*** Begin section ***

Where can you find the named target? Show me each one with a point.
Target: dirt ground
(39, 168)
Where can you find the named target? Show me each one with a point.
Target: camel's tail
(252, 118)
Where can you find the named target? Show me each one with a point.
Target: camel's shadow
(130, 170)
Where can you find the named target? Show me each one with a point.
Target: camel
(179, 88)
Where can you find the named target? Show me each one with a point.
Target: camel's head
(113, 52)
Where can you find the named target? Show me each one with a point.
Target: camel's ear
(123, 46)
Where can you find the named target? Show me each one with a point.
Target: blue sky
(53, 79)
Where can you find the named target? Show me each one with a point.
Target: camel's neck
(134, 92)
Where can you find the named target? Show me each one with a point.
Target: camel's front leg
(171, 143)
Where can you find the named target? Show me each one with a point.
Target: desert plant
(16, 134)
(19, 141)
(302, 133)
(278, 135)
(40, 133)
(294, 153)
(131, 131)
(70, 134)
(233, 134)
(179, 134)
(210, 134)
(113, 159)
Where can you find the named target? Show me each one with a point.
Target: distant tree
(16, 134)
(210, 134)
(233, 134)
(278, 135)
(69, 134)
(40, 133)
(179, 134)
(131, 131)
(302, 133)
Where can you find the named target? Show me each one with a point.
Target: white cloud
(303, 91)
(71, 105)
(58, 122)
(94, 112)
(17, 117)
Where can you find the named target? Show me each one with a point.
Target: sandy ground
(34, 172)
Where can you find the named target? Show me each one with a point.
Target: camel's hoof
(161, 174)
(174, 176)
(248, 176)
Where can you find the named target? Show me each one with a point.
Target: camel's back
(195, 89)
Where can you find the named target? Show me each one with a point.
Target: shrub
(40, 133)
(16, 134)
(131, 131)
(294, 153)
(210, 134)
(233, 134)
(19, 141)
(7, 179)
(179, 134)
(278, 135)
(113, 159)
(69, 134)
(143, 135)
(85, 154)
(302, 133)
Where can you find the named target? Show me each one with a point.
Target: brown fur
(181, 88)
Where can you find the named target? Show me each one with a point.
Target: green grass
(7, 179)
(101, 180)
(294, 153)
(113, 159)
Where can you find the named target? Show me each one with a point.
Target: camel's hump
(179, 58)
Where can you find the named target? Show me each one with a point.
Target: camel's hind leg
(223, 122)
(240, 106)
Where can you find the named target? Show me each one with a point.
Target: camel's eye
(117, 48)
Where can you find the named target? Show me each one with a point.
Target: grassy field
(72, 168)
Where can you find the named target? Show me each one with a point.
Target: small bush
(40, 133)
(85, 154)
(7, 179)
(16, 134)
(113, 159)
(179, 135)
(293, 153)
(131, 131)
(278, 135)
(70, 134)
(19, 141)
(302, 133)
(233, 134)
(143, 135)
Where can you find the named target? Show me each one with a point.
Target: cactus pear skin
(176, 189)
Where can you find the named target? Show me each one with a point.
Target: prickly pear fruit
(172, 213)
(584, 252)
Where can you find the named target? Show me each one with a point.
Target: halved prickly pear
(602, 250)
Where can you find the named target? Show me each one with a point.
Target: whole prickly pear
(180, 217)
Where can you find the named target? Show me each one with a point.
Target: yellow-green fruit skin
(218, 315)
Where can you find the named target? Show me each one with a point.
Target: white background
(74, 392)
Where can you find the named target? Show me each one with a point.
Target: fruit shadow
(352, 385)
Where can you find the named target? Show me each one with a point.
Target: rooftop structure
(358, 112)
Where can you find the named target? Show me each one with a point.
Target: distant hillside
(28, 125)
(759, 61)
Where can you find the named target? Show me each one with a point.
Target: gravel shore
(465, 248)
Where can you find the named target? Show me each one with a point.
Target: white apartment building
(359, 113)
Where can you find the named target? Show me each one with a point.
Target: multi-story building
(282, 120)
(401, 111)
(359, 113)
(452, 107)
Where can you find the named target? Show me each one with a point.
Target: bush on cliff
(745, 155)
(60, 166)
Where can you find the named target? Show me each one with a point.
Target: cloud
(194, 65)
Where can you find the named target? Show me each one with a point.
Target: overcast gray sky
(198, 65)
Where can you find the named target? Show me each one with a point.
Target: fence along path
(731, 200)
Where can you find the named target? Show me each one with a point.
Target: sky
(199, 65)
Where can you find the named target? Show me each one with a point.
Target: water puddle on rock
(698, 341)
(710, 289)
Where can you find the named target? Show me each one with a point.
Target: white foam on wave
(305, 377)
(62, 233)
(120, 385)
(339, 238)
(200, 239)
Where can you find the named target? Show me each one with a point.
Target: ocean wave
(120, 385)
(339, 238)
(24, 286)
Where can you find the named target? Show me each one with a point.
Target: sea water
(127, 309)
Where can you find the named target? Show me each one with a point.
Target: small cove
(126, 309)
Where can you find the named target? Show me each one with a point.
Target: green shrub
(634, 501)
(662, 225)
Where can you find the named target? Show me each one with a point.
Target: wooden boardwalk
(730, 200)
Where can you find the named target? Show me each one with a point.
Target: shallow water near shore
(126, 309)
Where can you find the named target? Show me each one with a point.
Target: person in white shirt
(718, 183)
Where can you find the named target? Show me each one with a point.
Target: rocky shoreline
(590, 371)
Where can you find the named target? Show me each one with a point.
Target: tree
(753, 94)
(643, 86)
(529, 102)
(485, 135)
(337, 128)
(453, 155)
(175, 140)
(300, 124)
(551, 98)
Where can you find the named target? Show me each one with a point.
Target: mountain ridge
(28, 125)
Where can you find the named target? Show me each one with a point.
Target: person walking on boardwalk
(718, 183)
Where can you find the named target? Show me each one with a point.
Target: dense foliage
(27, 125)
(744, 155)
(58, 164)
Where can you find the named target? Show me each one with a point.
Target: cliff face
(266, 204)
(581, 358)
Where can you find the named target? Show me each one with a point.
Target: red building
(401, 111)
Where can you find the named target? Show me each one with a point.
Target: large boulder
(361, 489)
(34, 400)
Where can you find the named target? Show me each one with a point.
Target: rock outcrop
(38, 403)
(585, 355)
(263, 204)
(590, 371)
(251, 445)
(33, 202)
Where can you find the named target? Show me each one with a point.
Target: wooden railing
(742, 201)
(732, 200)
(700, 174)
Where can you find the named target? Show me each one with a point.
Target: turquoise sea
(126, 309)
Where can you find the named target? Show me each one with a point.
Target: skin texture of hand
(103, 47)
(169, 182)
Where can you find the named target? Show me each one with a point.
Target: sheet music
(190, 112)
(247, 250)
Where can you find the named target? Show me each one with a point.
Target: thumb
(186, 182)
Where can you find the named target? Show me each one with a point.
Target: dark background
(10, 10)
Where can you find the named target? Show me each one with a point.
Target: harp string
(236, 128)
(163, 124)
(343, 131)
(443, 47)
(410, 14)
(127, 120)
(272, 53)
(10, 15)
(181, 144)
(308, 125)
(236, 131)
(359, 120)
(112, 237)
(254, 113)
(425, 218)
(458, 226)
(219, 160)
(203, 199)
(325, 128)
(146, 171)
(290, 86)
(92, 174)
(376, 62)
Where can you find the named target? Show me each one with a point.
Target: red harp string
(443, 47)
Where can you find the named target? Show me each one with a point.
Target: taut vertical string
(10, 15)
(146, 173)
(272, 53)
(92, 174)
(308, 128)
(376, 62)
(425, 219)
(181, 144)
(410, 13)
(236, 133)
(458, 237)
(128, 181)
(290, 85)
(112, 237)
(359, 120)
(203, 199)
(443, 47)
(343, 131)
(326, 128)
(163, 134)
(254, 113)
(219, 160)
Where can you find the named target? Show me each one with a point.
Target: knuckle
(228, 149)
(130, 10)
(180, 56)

*** End section ***

◆ TASK DETAILS
Output each of the records exactly as it stands above.

◆ SOLUTION
Where can you find the named target? Show me each one with a point.
Target: dirt ground
(39, 168)
Where can you find the named target? Show me each one with a point.
Target: camel's tail
(252, 118)
Where can you find the named target? Show me each one with a point.
Target: camel's shadow
(130, 170)
Where can you find the named target? Show me each one with a point.
Target: camel
(179, 88)
Where can you find the named target? Show me each one with a point.
Target: camel's head
(113, 52)
Where can you find the named target? Show me each one with a point.
Target: camel's ear
(123, 46)
Where can you find the named target? Show me each one with a point.
Target: blue sky
(53, 79)
Where can you find the named target? Show me each one with a point.
Target: camel's neck
(134, 92)
Where can you find the named target? Show me each one with a point.
Target: camel's front leg
(171, 143)
Where can you find the named target? Show me each one with a point.
Target: desert plant
(16, 134)
(19, 141)
(302, 133)
(278, 135)
(40, 133)
(294, 153)
(131, 131)
(70, 134)
(233, 134)
(179, 134)
(210, 134)
(113, 159)
Where can you find the named target? Show me each one with a point.
Target: distant tree
(16, 134)
(210, 134)
(233, 134)
(278, 135)
(69, 134)
(40, 133)
(179, 134)
(131, 131)
(302, 133)
Where can you find the named target? Show me each one with a point.
Target: white cloud
(303, 91)
(71, 105)
(58, 122)
(94, 112)
(17, 117)
Where can you find the named target? Show me each one with a point.
Target: sandy ground
(34, 172)
Where can you find the named target? Show me each one with a point.
Target: camel's hoof
(161, 174)
(174, 176)
(248, 176)
Where can you find the named target? Show me each one with a point.
Target: camel's back
(195, 89)
Where can you find the named target? Show me each one with a point.
Target: shrub
(40, 133)
(16, 134)
(131, 131)
(294, 153)
(210, 134)
(233, 134)
(19, 141)
(7, 179)
(179, 134)
(278, 135)
(113, 159)
(69, 134)
(143, 135)
(85, 154)
(302, 133)
Where can you find the named target? Show me each one with a point.
Target: brown fur
(181, 88)
Where can you find the named target? Show me each one with a point.
Target: green grass
(7, 179)
(101, 180)
(294, 153)
(113, 159)
Where can you find the named target? Show me each one with a point.
Target: camel's hump
(179, 58)
Where can you find the named target? Show me each one with a point.
Target: camel's hind leg
(223, 122)
(240, 106)
Where can you find the named target? Show me each one with a point.
Target: camel's eye
(117, 48)
Where can you find the named target? Show me each one with a point.
Target: grassy field
(72, 168)
Where can you find the named target? Show me each one with a point.
Target: small bush
(40, 133)
(85, 154)
(7, 179)
(16, 134)
(113, 159)
(179, 135)
(293, 153)
(131, 131)
(278, 135)
(70, 134)
(19, 141)
(302, 133)
(233, 134)
(143, 135)
Where can you find the named target? Show me each one with a point.
Target: cactus pear skin
(176, 189)
Where can you find the named target? Show me each one with a point.
Target: prickly pear fruit
(172, 213)
(584, 252)
Where can you find the named target? Show me each one with a point.
Target: halved prickly pear
(602, 250)
Where can you find the named target? Show me each one with a point.
Target: whole prickly pear
(180, 217)
Where can you find the named target? Show me each one with a point.
Target: yellow-green fruit skin
(218, 315)
Where can you find the named target? Show me each one with a point.
Target: white background
(74, 392)
Where can you find the named target? Show me each one with a point.
Target: fruit shadow
(352, 385)
Where can you find the named target? Show me each one with a point.
Target: rooftop structure
(358, 112)
Where can you find the named target? Show me each one with a point.
Target: distant hillside
(28, 125)
(759, 61)
Where can you find the named target? Show me each one with a point.
Target: gravel shore
(465, 248)
Where can you find the named target? Show me each one with a point.
Target: white apartment building
(359, 113)
Where can you find the named target? Show me each one with a point.
Target: multi-story building
(282, 120)
(401, 111)
(359, 113)
(452, 107)
Where can you find the named target? Show me each one with a point.
Target: bush on cliff
(745, 155)
(60, 166)
Where can you find the named target? Show me each one with a point.
Target: cloud
(194, 65)
Where can you find the named target? Show me each one with a point.
Target: overcast gray sky
(198, 65)
Where can you find the named target? Show me each one with a point.
Target: fence along path
(731, 200)
Where can you find the named target? Show me each one with a point.
Target: sky
(199, 65)
Where can you find the named target? Show me each one with a point.
Target: water puddle on rock
(698, 341)
(710, 289)
Where can you find the named target? Show me each one with a point.
Target: white foam on wave
(305, 377)
(62, 233)
(120, 385)
(339, 238)
(200, 239)
Where can you find the named target? Show me each one with a point.
Target: ocean wave
(120, 385)
(339, 238)
(24, 286)
Where can you find the named target? Show me each one with a point.
Target: sea water
(127, 309)
Where can you find the named target? Show me each one with a point.
Target: small cove
(126, 309)
Where can you find the named target? Show me each one with a point.
Target: green shrub
(634, 501)
(662, 225)
Where can you find the named target? Show me each one with a point.
Target: wooden boardwalk
(730, 200)
Where can you find the named target? Show me each one with a point.
Target: shallow water near shore
(126, 309)
Where can you find the named target? Show me each one with a point.
Target: person in white shirt
(718, 183)
Where can you find the named target? Show me each one with a point.
Target: rocky shoreline
(590, 371)
Where can you find the named target? Show me each one with a point.
Target: tree
(753, 94)
(643, 86)
(529, 102)
(485, 135)
(337, 128)
(453, 155)
(175, 140)
(300, 124)
(551, 98)
Where can you find the named target? Show me each one with a point.
Target: mountain ridge
(28, 125)
Where can you find the named target? Show me each one with a point.
Target: person walking on boardwalk
(718, 183)
Where can you find the named target? Show me each one with a point.
Target: dense foliage
(27, 125)
(744, 155)
(58, 164)
Where can you find the named target? Show me each one with a point.
Target: cliff face
(266, 204)
(581, 358)
Where can you find the named target? Show me each one with a point.
Target: red building
(401, 111)
Where can you find the named target? Show me each one with a point.
Target: large boulder
(361, 489)
(34, 400)
Where can you find the named target? Show me each one with a point.
Target: rock outcrop
(38, 403)
(585, 355)
(263, 204)
(590, 371)
(251, 445)
(33, 202)
Where can you find the named target? Show me each one with a point.
Target: wooden railing
(742, 201)
(732, 200)
(700, 174)
Where can you find the named target? Show me each one with a point.
Target: turquoise sea
(126, 309)
Where can you find the named target? Show me each one with a point.
Target: skin texture of hand
(103, 47)
(169, 182)
Where can you find the named target? Show me each one with a point.
Target: sheet music
(190, 112)
(247, 250)
Where can you find the named target? Show me each one with a point.
Target: thumb
(186, 182)
Where can you find the named target? Show me each one with a point.
Target: dark background
(10, 10)
Where can you find the named target? Show me each one with a point.
Target: harp string
(236, 128)
(163, 124)
(343, 131)
(443, 47)
(410, 14)
(127, 120)
(272, 53)
(10, 15)
(181, 144)
(308, 125)
(236, 131)
(359, 120)
(112, 237)
(254, 113)
(425, 218)
(458, 226)
(219, 160)
(203, 199)
(325, 128)
(146, 171)
(290, 86)
(92, 174)
(376, 62)
Where can you find the named target? Show me each one with a point.
Target: red harp string
(443, 47)
Where can you find the named target? Show me each one with a point.
Target: taut vertical string
(10, 15)
(146, 173)
(272, 53)
(92, 174)
(308, 128)
(376, 62)
(425, 219)
(181, 144)
(410, 13)
(236, 133)
(458, 237)
(128, 181)
(290, 85)
(112, 237)
(359, 120)
(203, 199)
(443, 47)
(343, 131)
(326, 128)
(163, 134)
(254, 113)
(219, 160)
Where can you find the named target? Show me each one with a point.
Target: knuckle
(228, 149)
(130, 10)
(180, 56)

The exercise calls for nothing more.